### Exercises to complete
[a] Extract everything in the book review from "As perhaps someone" down to "damage they do.", copying it word for word.
[b] Answer these questions using the book review:
(i) How many novels make up the Crossfire Series?
(ii) From what age to what age was Eva assaulted by her older stepbrother?
(iii) What two things does the reviewer say they need more of?

Warning: This review contains spoilers and may contain triggers as the review refers to child molestation.
After the success of Fifty Shades of Grey, numerous books that copied characters and plot were published as quickly as writers could produce them.
The Crossfire Series is one of these series. comprised of four novels, I read Bared to You, the first.
The book is about Eva and Gideon, how they meet, their issues, backstories, and all their flaws.
You can’t help but compare Bared to You to Fifty Shades by the very first page, and I do not resist. Eva meets Gideon by literally falling on her ass, and later stumbling into his office, ala Anastasia Steele.
Gideon Cross, seemingly owning half of New York, is extremely emotionally damaged, not to mention drooling hot. I won’t waste time going into how much more or less he’s like Christian Grey because it doesn’t matter. Either you liked Fifty Shades enough to read these or you didn’t. So if you liked Fifty but were put off by the poor writing, you may like the Crossfire Series as they hold similar plot elements and characters, but they are better edited.
Eva is also emotionally damaged, unlike Ana, who was just innocent and naive. Eva has a heartbreaking backstory, and anyone who has triggers regarding children being raped and molested by step-siblings should steer clear of this book.
I do find it rather odd that while Eva has been in therapy most of her life to deal with being sexually assaulted at age ten until she was fourteen by her older stepbrother (and her mother only finding out about it because Eva was brought to the ER for a miscarriage), she has a mainly healthy attitude towards sex. I guess she would have to because she and Gideon do it all the time.
As natural pacing of a four book series, we find Gideon also has a heartbreaking backstory as well, but Day does not reveal what it is saving some secrets for later books.
Overall, if you like Fifty Shades of Grey, and want more of it, by all means, give the Crossfire Series a try. I read Bared to You, but I will not be reading the others. Day, like James, counted on emotional upheaval to keep readers turning pages, and all Eva and Gideon do is fight and have makeup sex.
As perhaps someone who is too old to be reading the series, I need more. More plot. More character motivation.
If they truly do love each other, as they say they do by the middle of the book, then the small spats Day gives such weighty importance to should not do the damage they do.
Maybe books two through four will have more . . . something, but I don’t need to find out.

### Data extracts
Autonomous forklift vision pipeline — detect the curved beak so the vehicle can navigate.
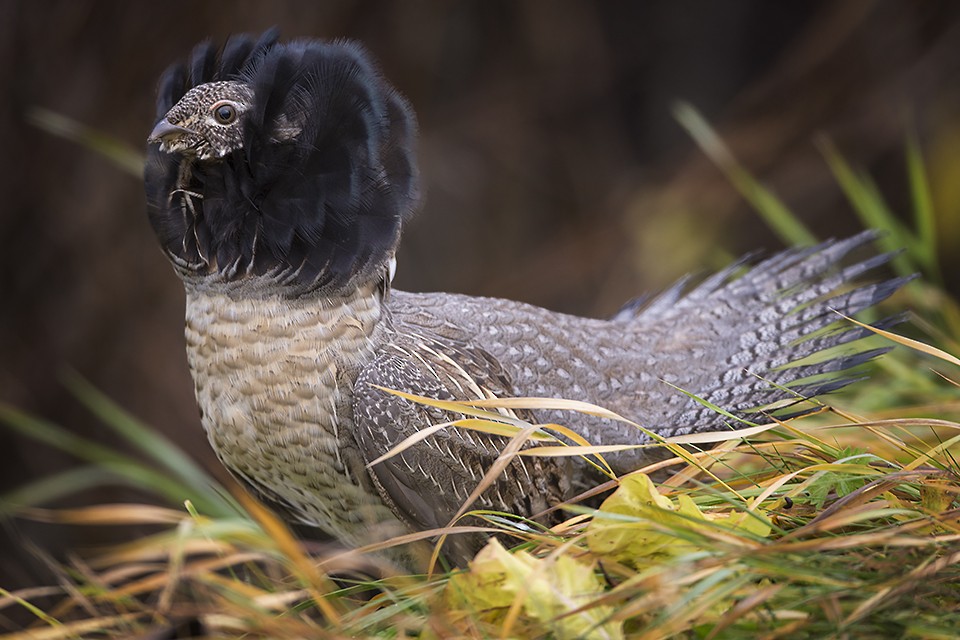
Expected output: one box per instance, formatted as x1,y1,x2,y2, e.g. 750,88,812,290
147,118,193,142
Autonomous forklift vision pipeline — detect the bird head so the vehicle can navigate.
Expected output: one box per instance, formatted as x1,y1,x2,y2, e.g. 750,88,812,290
144,31,419,296
147,81,253,160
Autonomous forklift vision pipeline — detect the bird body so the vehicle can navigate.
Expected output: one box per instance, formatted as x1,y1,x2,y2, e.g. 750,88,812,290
145,33,903,558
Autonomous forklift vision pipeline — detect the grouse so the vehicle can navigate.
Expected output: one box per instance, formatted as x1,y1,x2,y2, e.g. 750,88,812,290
145,31,904,559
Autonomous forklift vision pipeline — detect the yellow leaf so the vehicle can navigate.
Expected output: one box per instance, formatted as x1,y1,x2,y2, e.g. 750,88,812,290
446,538,623,640
587,474,772,565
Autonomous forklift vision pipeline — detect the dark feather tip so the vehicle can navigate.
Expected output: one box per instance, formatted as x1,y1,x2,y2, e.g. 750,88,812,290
146,31,419,294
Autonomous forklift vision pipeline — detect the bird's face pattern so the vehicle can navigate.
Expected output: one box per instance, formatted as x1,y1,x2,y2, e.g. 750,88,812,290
148,81,253,160
145,32,419,297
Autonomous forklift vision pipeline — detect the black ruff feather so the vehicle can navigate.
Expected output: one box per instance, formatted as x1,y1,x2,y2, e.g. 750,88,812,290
145,32,419,295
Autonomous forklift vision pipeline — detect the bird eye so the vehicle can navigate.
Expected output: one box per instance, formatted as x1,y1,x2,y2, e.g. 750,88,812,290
210,102,237,124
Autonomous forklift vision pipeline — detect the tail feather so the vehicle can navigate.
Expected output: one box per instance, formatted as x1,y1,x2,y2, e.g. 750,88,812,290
633,231,912,435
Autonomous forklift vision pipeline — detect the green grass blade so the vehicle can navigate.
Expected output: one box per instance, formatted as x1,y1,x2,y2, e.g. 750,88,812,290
0,465,122,515
0,404,227,515
906,132,942,282
673,103,817,246
64,372,242,515
27,107,145,179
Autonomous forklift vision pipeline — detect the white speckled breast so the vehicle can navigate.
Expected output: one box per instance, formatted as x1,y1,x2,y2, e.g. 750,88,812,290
186,284,399,546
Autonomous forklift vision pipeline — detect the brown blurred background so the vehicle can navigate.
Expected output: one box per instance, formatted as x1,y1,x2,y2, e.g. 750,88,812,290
0,0,960,588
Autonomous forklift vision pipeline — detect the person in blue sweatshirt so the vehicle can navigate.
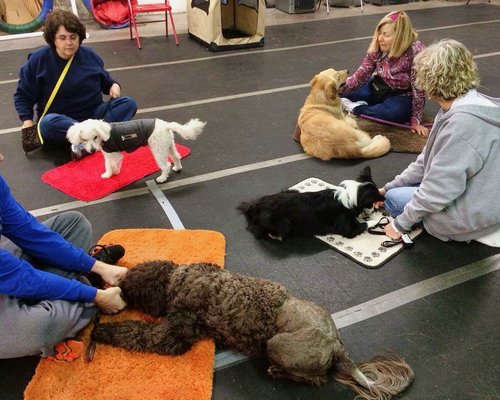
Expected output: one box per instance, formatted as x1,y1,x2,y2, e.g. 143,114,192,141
14,10,137,158
0,176,127,359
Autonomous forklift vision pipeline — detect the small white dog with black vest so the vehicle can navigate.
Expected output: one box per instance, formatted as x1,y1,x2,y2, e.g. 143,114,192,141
66,118,206,183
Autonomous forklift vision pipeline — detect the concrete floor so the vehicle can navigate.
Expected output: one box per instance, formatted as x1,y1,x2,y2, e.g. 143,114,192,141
0,0,500,400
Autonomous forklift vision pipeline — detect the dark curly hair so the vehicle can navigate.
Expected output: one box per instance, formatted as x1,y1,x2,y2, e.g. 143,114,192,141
43,10,86,49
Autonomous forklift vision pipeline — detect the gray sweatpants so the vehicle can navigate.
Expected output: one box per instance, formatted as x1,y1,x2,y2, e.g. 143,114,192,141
0,211,97,358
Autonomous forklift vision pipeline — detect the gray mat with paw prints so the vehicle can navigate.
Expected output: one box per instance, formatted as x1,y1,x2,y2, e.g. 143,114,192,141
290,178,422,269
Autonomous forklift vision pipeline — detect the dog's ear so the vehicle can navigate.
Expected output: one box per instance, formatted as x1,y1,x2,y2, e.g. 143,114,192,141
309,75,318,87
357,165,373,182
358,182,384,208
66,122,82,144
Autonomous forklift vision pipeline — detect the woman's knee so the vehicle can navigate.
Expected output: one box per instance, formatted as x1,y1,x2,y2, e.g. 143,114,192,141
384,186,418,217
105,96,137,122
44,211,92,250
39,114,76,145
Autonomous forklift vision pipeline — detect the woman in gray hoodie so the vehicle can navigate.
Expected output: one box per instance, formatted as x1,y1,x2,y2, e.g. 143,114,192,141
380,39,500,247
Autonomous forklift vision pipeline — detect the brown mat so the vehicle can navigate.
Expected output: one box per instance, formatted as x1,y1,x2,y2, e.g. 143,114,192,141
355,117,430,154
24,229,225,400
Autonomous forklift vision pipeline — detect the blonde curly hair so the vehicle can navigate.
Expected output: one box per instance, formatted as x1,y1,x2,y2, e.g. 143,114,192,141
413,39,479,100
368,11,418,58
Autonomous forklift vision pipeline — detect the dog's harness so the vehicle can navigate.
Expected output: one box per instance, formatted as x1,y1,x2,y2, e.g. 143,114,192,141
368,217,413,248
102,118,156,153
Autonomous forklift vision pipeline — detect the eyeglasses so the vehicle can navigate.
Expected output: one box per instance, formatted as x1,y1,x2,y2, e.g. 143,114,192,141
56,33,78,42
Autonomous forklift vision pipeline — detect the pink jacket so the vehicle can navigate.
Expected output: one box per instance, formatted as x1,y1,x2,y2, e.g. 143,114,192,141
343,40,425,125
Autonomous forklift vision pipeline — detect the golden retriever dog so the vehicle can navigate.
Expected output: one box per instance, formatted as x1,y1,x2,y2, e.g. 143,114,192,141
298,68,391,161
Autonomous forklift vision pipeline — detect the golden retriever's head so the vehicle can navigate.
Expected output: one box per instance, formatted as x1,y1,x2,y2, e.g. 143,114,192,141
310,68,349,105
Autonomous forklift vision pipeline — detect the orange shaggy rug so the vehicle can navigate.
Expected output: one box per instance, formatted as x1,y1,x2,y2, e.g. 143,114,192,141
24,229,226,400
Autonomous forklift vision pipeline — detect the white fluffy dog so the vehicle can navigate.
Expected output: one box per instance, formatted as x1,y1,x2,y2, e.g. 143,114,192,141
66,118,206,183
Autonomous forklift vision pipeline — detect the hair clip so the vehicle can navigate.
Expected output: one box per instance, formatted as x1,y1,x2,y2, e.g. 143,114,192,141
389,11,401,22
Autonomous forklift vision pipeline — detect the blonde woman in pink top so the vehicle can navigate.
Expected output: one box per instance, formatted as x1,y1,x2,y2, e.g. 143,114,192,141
341,11,429,136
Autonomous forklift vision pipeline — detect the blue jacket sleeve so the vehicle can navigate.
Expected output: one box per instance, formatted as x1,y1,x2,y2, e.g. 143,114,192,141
14,50,40,121
0,177,96,301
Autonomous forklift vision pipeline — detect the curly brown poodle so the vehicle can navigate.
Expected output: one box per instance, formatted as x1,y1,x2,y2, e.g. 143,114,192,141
92,261,414,400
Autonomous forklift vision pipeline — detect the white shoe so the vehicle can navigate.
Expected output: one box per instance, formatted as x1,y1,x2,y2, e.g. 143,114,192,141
340,97,368,112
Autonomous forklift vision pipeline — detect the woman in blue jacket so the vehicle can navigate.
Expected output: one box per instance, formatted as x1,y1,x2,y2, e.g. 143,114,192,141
0,176,127,359
14,10,137,158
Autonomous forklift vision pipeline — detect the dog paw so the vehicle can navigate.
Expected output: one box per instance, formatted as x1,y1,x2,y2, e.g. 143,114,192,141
267,233,283,242
91,324,113,343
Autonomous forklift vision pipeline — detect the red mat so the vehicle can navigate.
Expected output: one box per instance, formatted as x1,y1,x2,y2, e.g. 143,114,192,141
42,144,191,201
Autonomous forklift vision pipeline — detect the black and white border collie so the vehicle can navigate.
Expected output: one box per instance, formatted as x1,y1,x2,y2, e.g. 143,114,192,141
237,167,384,240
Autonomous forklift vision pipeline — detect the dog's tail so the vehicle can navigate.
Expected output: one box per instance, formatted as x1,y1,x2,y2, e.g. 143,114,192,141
335,354,415,400
162,118,207,140
236,201,253,215
361,135,391,158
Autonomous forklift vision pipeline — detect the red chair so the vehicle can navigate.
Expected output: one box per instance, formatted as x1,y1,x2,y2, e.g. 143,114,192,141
128,0,179,49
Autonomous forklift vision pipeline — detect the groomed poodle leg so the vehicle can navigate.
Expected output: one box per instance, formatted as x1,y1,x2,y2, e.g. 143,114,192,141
168,142,182,172
151,146,172,183
92,315,206,355
267,328,331,386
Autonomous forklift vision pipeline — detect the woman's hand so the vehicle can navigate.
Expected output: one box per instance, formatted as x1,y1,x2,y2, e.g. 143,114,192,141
91,260,128,286
21,119,35,129
109,83,121,99
94,287,127,314
411,124,429,136
373,188,385,210
384,223,401,240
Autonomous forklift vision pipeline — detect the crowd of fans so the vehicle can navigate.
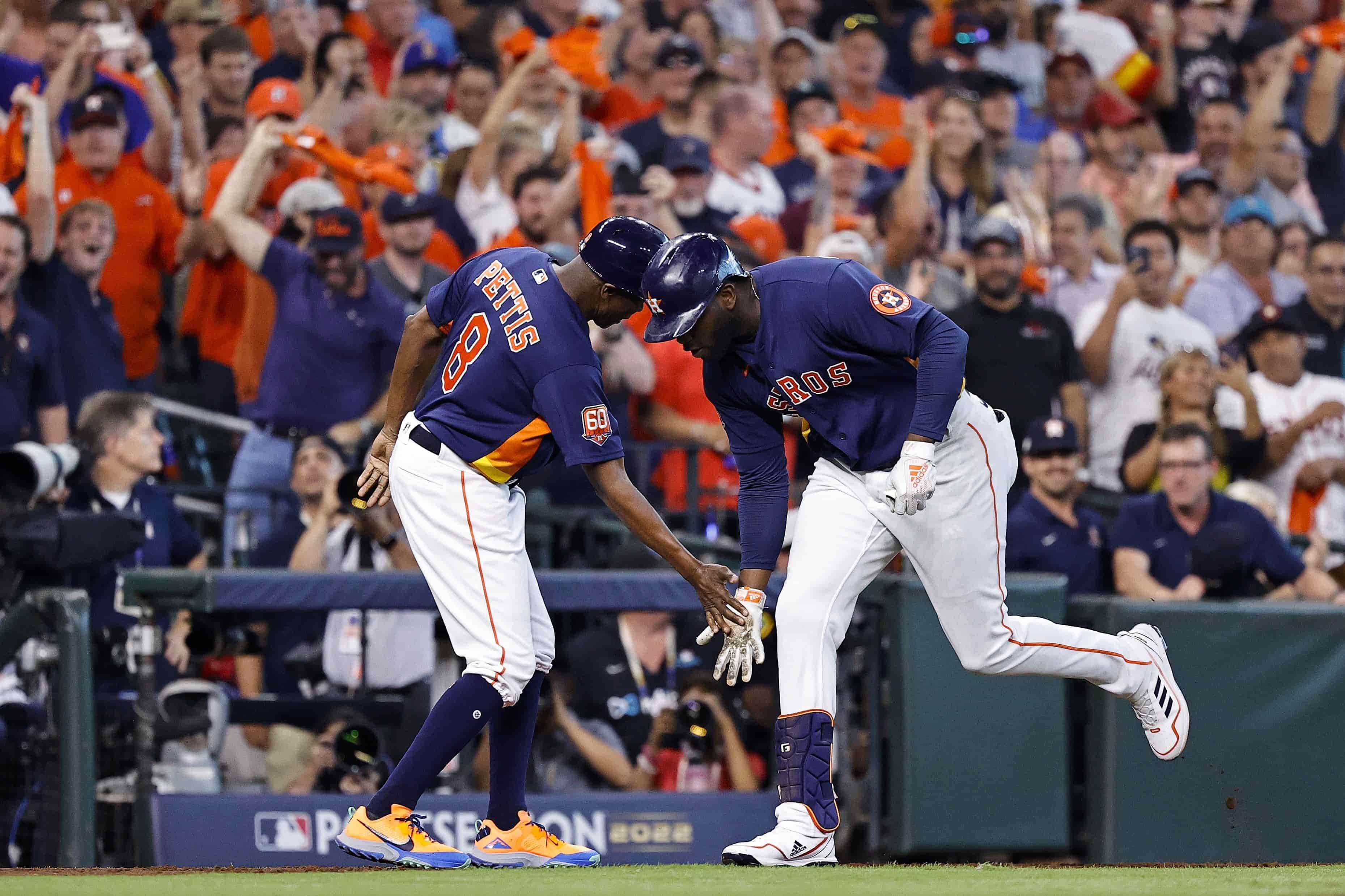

### Responses to the tasks
[a]
As perhaps someone who is too old to be reading the series, I need more. More plot. More character motivation.
If they truly do love each other, as they say they do by the middle of the book, then the small spats Day gives such weighty importance to should not do the damage they do.

[b]
(i) Four.
(ii) From age ten until she was fourteen.
(iii) Plot and character motivation.